[Annotated coordinate records]
## START

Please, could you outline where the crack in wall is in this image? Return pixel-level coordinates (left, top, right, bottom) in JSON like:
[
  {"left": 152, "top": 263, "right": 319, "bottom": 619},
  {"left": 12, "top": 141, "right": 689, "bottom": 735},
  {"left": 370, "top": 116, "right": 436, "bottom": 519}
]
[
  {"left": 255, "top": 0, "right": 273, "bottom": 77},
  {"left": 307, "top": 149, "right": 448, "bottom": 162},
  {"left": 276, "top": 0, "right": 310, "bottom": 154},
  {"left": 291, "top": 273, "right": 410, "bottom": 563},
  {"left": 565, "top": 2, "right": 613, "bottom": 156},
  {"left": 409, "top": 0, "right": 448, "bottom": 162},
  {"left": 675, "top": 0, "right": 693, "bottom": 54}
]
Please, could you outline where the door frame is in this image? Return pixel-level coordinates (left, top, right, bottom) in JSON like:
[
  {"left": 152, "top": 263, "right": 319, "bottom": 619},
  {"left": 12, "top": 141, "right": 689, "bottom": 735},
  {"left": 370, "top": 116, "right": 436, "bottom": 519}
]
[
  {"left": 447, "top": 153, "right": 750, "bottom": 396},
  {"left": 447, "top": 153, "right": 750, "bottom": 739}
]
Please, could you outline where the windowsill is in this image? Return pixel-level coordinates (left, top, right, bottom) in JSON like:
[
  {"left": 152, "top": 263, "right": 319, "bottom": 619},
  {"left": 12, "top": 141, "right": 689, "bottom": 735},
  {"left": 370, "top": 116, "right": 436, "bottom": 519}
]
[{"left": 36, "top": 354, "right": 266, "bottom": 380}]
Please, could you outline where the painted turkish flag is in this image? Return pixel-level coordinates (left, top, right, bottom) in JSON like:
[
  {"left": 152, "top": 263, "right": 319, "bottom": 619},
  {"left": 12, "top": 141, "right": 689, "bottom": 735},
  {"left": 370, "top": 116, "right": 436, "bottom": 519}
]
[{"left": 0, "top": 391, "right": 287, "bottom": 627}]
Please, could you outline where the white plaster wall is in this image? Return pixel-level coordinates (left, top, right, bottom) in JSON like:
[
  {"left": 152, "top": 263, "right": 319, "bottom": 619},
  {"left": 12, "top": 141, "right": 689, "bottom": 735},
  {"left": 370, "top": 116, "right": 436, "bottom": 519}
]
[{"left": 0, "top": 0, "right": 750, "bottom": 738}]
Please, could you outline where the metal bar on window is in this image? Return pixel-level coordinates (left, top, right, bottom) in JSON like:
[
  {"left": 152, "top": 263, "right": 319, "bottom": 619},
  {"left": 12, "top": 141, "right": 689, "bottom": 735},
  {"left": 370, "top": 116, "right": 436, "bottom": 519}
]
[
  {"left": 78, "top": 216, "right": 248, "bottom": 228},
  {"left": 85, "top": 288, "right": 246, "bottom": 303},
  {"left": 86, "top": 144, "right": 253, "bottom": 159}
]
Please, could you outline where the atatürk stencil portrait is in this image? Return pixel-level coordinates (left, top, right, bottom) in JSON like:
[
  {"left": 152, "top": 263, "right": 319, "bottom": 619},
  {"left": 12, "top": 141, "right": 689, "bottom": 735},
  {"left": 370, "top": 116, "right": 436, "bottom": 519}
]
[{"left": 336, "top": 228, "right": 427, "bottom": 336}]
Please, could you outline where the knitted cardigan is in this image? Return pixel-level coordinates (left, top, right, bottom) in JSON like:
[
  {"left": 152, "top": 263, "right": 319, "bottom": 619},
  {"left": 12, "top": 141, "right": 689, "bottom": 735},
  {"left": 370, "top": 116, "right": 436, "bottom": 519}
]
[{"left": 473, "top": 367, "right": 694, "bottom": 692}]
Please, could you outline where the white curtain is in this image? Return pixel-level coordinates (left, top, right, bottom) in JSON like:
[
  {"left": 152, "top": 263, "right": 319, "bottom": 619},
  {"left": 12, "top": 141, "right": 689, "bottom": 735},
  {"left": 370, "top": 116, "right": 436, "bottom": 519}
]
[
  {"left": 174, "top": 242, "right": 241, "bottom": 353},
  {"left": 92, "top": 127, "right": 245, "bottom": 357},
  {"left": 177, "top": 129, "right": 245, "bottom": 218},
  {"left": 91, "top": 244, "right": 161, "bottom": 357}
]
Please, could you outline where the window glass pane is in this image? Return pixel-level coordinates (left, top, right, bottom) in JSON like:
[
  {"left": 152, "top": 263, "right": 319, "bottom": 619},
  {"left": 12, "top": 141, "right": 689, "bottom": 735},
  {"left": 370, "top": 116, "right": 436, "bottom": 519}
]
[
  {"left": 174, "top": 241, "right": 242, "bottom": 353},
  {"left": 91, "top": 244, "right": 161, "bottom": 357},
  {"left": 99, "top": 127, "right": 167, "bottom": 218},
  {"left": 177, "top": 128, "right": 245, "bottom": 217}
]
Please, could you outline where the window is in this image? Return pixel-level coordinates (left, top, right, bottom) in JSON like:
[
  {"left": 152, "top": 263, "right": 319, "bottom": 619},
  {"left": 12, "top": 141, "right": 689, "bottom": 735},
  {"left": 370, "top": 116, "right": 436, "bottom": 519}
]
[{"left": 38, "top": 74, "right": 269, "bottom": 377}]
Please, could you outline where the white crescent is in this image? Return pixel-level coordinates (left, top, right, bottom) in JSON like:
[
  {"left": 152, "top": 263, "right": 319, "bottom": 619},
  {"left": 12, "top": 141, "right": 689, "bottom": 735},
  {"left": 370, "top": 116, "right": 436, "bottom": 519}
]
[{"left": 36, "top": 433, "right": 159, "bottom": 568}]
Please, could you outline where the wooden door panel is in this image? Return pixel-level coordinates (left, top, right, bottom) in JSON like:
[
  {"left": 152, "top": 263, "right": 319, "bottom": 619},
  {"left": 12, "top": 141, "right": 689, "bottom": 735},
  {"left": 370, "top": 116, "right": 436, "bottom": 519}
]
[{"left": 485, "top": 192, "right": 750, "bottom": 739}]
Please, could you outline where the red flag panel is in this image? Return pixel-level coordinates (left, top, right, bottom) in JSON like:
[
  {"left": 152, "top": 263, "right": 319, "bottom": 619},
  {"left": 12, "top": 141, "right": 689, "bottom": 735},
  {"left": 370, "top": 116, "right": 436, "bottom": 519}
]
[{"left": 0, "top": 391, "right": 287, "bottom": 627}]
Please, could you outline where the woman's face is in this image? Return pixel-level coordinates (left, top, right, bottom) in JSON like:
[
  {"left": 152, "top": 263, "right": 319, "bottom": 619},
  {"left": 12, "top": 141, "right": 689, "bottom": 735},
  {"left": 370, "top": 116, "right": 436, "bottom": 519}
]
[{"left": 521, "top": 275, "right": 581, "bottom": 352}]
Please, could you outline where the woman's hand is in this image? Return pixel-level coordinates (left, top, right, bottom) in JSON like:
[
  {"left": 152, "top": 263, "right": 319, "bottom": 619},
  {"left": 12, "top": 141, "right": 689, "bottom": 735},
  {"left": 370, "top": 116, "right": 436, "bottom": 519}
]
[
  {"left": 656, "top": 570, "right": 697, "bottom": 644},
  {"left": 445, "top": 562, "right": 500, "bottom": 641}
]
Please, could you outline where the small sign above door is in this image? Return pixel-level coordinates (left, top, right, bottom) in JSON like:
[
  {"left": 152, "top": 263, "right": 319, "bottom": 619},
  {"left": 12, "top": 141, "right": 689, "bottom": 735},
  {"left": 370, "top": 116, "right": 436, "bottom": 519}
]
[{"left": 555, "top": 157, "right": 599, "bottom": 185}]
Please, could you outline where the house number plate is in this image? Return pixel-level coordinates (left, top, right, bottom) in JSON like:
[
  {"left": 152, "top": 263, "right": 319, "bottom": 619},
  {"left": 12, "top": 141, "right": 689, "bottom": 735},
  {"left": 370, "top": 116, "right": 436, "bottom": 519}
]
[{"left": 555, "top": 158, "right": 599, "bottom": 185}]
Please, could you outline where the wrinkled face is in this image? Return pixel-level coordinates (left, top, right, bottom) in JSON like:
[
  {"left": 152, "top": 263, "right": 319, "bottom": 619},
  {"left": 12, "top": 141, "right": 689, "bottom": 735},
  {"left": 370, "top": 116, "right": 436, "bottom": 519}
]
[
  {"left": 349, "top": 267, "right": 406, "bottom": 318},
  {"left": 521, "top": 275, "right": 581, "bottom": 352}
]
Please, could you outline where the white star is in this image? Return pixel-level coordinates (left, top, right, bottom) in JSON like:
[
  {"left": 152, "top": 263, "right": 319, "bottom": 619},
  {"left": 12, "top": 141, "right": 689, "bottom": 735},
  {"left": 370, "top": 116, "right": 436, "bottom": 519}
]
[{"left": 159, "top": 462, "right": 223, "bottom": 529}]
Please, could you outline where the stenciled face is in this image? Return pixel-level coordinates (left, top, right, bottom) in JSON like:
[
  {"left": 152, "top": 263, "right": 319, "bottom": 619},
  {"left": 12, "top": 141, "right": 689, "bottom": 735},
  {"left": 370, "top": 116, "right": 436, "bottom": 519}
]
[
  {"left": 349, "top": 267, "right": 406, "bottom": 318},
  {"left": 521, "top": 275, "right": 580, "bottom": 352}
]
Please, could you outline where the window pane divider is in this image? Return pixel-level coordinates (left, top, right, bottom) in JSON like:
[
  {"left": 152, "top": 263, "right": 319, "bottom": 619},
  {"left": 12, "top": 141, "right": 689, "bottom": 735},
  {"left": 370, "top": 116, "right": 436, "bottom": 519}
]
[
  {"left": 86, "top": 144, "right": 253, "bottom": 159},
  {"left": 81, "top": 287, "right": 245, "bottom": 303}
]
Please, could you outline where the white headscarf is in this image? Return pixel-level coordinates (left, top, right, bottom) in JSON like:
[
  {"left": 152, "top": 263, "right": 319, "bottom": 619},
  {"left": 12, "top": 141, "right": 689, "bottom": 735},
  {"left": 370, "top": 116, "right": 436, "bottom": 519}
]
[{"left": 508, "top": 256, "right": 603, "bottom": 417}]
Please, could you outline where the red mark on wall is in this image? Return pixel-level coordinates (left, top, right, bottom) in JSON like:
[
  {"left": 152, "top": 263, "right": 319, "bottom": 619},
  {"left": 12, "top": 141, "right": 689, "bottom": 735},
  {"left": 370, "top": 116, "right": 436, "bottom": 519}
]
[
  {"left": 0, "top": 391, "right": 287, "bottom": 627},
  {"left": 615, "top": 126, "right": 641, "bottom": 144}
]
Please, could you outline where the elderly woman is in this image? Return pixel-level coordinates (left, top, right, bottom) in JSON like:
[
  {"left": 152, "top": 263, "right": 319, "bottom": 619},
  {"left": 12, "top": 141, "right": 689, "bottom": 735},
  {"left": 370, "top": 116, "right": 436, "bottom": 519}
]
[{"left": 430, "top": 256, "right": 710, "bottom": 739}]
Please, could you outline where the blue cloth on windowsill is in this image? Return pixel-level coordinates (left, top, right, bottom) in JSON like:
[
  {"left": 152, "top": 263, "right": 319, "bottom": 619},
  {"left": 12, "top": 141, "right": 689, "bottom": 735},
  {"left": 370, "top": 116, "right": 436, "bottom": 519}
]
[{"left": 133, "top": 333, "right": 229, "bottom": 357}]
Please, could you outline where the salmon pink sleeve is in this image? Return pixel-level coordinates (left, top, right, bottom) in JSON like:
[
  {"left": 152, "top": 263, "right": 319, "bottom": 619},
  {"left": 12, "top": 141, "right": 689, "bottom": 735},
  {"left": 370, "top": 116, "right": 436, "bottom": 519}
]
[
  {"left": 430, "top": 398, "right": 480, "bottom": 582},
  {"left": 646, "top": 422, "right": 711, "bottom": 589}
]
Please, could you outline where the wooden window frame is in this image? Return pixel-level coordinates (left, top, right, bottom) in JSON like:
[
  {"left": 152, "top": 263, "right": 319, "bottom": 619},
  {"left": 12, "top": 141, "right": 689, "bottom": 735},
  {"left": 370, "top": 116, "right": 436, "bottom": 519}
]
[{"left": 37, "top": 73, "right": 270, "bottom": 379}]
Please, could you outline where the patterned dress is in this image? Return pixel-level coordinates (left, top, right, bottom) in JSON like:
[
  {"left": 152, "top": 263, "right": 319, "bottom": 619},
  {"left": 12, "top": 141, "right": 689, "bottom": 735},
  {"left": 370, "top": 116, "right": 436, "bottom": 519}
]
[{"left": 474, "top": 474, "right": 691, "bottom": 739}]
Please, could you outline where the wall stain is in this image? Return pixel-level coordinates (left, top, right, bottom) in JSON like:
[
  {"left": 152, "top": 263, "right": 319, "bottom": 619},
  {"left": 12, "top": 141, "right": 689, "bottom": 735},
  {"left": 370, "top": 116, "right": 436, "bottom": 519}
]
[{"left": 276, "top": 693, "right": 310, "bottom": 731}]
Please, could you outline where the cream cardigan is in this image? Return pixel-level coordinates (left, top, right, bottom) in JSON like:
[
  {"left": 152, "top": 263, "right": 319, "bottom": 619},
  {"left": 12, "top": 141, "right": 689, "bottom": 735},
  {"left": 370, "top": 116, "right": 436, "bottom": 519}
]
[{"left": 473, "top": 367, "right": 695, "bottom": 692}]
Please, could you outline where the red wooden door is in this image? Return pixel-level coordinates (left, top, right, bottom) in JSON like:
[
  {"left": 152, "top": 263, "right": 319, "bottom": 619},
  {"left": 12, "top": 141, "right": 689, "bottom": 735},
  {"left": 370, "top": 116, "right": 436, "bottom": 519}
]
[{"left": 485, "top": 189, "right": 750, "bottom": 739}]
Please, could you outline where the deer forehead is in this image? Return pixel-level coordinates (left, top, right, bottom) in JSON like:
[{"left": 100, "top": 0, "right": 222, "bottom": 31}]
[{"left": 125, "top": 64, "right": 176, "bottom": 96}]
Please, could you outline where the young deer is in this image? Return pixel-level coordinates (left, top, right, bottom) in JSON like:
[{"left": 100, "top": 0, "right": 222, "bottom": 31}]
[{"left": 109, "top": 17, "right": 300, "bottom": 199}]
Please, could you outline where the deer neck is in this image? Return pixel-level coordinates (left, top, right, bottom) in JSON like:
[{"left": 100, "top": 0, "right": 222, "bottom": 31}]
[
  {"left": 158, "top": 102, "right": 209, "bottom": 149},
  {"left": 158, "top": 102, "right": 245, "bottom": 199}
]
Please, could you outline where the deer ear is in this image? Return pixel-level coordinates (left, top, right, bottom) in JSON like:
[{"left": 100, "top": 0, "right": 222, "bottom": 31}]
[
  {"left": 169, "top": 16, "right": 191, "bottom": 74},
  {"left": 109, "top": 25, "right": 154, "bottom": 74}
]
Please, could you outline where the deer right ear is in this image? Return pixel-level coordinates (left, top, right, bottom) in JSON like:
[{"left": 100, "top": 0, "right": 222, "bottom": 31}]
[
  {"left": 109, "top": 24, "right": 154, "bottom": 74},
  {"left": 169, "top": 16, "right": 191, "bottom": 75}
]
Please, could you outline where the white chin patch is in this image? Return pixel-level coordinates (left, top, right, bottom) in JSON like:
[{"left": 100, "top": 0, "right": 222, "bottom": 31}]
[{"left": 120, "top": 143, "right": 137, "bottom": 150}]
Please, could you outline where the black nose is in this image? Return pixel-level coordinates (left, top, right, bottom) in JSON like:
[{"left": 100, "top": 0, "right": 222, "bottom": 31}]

## END

THE REQUEST => Pull out each line of the records above that contains the string "frame", treating uppercase and lowercase letters as different.

CORRECT OUTPUT =>
Please, could you outline where the door frame is in this image? Return pixel-level coordinates (left, top, right, bottom) in JSON like:
Please, could you outline where the wooden window frame is in this image? Return pixel-level coordinates (left, top, right, bottom) in JSON like:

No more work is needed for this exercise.